▸ INSTRUCTION: Continue the forum thread below about the concert truss fire, picking up right after its last post.

▸ PAGE EXTRACT:
————————
Actually 3 minutes is a pretty good response time to get a fire extinguisher onto a truss, its faster than the police or fire department here by a significant factor... I did notice a lot of hands on stage wandering around looking up like "well, nothing is going to get spread to by the fire, so its kind of contained... Well, we need to put that out... Look at the pretty fire!" type of look on them. I also loved the "it is going to burn thru all those wires! The whole thing will fall!" Is that a significant risk in this type of situation?


----------



## derekleffew (Jul 11, 2011)

shiben said:


> ...I also loved the "it is going to burn thru all those wires! The whole thing will fall!" Is that a significant risk in this type of situation?


It used to be, when only polyester round slings were used. Current practice is to use either GAC Flex, or back up the SpanSet with 3/8" steel cable. In a fire, the aluminum alloy truss will melt before the GAC.


----------



## chausman (Jul 11, 2011)

derekleffew said:


> It used to be, when only polyester round slings were used. Current practice is to use either GAC Flex, or back up the SpanSet with 3/8" steel cable. In a fire, the aluminum alloy truss will melt before the GAC.


 
That line still made me laugh though.


----------



## cmac (Jul 11, 2011)

> I see what Pie is getting at though. It looks like the power for the rig had been killed for some time, but that's not gonna stop that giant whatever from burning.



The power was NOT killed if SEVERAL MLs began doing whatever they wanted... even if the DMX was caught in the fire, that wouldn't somehow power the lights that went AWOL on SR. 

Also, I applaud the crew for how quickly they got the arena lights on, considering that someone was probably not sitting next to the switch. 

I think 3 minutes is an incredible response time to get an extinguisher as well!!! If we had the same problem, we would need to wait for someone to find a winch key, and would have to slowly winch the electric down to the stage (which takes 1.5-2 mins)... total time 4-5mins+


----------



## derekleffew (Jul 11, 2011)

PLSN-Rihanna Concert Fire PLSN by Debi Moen.


----------



## Footer (Jul 11, 2011)

derekleffew said:


> PLSN-Rihanna Concert Fire PLSN by Debi Moen.


 
At least the truss chair in question was over hung on the truss and not underneath. I could not imagine what would have happened if the person had to go down on a hoist/circus ladder. So the real question is, how did fabric and foam get into the air that did not comply to NFPA 701? Added to that, would NFPA 701 treated fabric and foam prevented this?


----------



## MarshallPope (Jul 12, 2011)

Also, WHO would want to be over the stage ANYWHERE near enough pyro for it to get to you?


----------



## Les (Jul 12, 2011)

cmac said:


> The power was NOT killed if SEVERAL MLs began doing whatever they wanted... even if the DMX was caught in the fire, that wouldn't somehow power the lights that went AWOL on SR.



By "the rig", I meant the section on fire. I didn't see the _better_ video, but from the angle I saw, the section with the fire was either powered down or not doing anything. Either way, it's a moot point since it wasn't an electrical fire (though it could have ended up being one if this section of the rig was in fact live).
Edit: I watched the other video and I'm still somewhat inconclusive. Several other lights did go crazy, while others appeared to be lamped on (but doused), but they seemed to be on neighboring trusses. I couldn't tell with the truss in question due to the brightness of the fire.
————————
▸ Collected data entries:
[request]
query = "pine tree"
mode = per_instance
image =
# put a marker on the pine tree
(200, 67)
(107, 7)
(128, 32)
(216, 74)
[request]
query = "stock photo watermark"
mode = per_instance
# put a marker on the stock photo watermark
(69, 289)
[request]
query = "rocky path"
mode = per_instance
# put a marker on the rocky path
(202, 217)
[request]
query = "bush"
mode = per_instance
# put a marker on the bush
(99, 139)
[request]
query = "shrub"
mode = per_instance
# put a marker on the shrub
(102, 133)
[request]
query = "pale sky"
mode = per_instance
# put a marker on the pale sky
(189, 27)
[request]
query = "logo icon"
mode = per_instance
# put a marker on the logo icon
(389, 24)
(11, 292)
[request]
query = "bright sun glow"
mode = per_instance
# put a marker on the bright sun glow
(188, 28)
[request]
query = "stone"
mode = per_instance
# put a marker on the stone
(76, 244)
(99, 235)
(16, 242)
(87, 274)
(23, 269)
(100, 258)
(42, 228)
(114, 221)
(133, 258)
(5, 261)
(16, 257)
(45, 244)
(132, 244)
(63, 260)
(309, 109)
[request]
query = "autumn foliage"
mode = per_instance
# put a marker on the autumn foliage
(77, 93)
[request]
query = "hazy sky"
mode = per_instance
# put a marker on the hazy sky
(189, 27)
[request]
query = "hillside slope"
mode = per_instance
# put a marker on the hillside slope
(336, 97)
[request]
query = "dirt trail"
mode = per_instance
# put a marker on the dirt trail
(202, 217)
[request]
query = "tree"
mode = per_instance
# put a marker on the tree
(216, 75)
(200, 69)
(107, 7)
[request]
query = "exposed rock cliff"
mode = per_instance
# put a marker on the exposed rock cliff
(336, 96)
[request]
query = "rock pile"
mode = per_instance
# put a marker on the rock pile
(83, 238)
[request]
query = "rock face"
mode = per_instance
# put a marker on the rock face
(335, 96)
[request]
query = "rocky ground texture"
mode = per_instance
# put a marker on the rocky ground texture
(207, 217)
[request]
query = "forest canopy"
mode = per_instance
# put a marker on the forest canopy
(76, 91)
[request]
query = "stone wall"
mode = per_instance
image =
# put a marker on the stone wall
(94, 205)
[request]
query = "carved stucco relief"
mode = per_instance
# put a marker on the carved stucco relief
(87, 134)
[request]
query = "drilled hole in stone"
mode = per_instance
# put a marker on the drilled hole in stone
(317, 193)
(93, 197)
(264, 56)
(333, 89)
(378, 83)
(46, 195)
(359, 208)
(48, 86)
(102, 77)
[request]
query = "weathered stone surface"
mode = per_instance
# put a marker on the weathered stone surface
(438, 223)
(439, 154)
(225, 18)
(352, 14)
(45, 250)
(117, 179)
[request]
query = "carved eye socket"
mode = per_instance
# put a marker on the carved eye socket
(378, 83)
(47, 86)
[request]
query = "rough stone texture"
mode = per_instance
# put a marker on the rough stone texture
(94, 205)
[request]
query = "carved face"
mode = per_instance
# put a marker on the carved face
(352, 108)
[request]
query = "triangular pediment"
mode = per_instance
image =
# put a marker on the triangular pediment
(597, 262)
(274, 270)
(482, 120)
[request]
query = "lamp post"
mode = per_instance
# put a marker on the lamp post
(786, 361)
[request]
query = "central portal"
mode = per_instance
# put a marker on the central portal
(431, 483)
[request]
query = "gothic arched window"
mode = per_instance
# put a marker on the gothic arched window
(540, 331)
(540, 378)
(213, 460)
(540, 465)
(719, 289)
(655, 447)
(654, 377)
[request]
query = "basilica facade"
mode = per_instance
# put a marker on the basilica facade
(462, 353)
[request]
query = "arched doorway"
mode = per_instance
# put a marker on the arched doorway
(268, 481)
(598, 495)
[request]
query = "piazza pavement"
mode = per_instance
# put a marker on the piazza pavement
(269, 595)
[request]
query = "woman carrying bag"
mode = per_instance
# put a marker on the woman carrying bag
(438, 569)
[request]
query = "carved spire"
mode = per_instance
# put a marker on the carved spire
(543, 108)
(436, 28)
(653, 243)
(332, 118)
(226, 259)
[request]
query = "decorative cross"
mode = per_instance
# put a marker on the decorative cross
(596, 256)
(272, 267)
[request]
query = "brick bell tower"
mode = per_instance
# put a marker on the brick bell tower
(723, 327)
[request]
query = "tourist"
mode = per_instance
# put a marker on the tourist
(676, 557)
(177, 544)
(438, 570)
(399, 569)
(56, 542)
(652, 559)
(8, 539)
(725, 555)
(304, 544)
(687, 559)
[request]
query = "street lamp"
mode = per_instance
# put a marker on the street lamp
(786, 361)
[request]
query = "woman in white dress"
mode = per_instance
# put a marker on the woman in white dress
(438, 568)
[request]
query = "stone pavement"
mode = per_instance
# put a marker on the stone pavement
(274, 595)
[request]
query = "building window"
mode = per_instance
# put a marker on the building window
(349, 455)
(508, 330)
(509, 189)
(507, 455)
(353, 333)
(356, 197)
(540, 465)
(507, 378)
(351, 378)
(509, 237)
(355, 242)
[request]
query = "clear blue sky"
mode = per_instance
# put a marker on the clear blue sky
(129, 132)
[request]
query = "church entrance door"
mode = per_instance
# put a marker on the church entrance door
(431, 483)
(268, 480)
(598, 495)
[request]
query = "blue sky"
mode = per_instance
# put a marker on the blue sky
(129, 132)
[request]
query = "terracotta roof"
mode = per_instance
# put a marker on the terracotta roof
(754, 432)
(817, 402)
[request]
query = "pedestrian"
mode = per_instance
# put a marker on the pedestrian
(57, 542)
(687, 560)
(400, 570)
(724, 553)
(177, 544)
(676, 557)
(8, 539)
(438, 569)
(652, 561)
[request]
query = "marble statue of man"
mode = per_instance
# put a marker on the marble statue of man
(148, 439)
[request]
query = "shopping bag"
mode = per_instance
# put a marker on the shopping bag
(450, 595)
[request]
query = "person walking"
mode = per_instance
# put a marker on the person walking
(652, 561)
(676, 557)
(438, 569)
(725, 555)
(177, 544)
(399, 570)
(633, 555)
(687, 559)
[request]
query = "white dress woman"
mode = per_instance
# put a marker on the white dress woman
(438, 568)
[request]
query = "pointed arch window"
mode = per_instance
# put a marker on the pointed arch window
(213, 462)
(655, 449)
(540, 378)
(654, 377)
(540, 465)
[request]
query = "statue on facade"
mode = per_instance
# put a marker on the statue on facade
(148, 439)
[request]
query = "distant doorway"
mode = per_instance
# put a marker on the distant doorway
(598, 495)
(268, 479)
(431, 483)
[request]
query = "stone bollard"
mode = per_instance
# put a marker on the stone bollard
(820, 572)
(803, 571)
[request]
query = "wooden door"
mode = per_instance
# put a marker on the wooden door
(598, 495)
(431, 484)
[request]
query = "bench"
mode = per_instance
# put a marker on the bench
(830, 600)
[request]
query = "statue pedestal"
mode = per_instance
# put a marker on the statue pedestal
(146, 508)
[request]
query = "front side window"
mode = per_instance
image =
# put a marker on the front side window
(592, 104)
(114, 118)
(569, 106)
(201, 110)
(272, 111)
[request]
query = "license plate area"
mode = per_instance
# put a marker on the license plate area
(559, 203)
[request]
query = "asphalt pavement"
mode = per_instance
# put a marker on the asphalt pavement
————————
▸ EXERCISE RESPONSE:
The arena lights are likely managed by a PC. I'm not sure how cumbersome it is to get all the lights on, but I'll bet the system was attended. Most arenas like the AAC have panels throughout the space which can control the lighting to some extent (much like architectural stations in a theatre). At least, I know the Cowboys Stadium does. I'd imagine AAC does too as it's fairly new.

I do think truss spot ops should have fire extinguishers; especially after this incident.


----------



## cpf (Jul 12, 2011)

Footer said:


> At least the truss chair in question was over hung on the truss and not underneath. I could not imagine what would have happened if the person had to go down on a hoist/circus ladder. So the real question is, how did fabric and foam get into the air that did not comply to NFPA 701? Added to that, would NFPA 701 treated fabric and foam prevented this?


If the seat was non-compliant (let's say it was, and that was what let the fire take off like it did) I'd hazard a guess that it was an oversight in the safety department. While any explicitly show-related stuff would no doubt undergo a thorough check, a seat for a spot operator could quite easily fly under the radar by being lumped in with the spot itself, by being so commonplace that it "must" be OK and can therefore be assumed safe ("...so don't bother checking the cert on that, I'm sure it's fine"), or maybe even a case of "not my department, not my problem." 

This is, of course, assuming that the seat was indeed noncompliant, and that that fact alone was what enabled the fire. I'd hope it was the other case: the chair was compliant and the fire was the result of bad luck, not complacency. How pure of bad luck will no doubt be uncovered, but not necessarily publicized, soon.


----------



## RonaldBeal (Jul 15, 2011)

Two facts and two opinions from a colleague who is close to the investigation of this incident:
Facts:
1 The nearest pyro was over 20 feet away from the spot chair
2. Cigarette butts and a partially burned pack of marlboroughs were found in the chair when it came down.

Opinions:
1. When an operator is in the spot chair, there is not a lot of the chair left exposed because it is covered by spot op( who did not catch fire)
2. The spot op seemed unusually calm, and indifferent when he came down... most people would have been mighty pissed at the pyro guy for nearly burning them up if pyro was truly at fault.


----------



## jstroming (Jul 16, 2011)

I hope he was drinking alot of alcohol too because he mustve been pretty bored up there watching a rhianna concert. Saw the news report about the bottle of whisky too did anyone see that?


----------



## venuetech (Jul 16, 2011)

Rihanna Concert: Rihanna offers no refund or rescheduled concert, following fiery concert at the American Airlines Center. - KDAF

> Dallas-Fire Rescue officials reiterated it was Rihanna's pyro display that set a fabric chair on fire above the stage. The chair was occupied by a spotlight operator, who suffered minor burns. Today, Rihanna's camp announced there will be no refunds or a rescheduled concert for disappointed fans.



Also:



> AAC General Manager Dave Brown said the spotlight operator, a member of Rihanna’s crew, was sitting 25 feet up on a light grid. He quickly got up and out of the way and another crew member carried a fire extinguisher up the ladder to put it out.
> Brown said Rihanna had already performed 18 songs when the fire started and it was her people who pulled the plug and evacuated everyone as a precaution even though the fire was out.



No Refund for Rihanna Fans after Concert Fire


so the real question is who is going to make the fans happy? the insurance company?


----------



## Footer (Jul 16, 2011)

venuetech said:


> so the real question is who is going to make the fans happy? the insurance company?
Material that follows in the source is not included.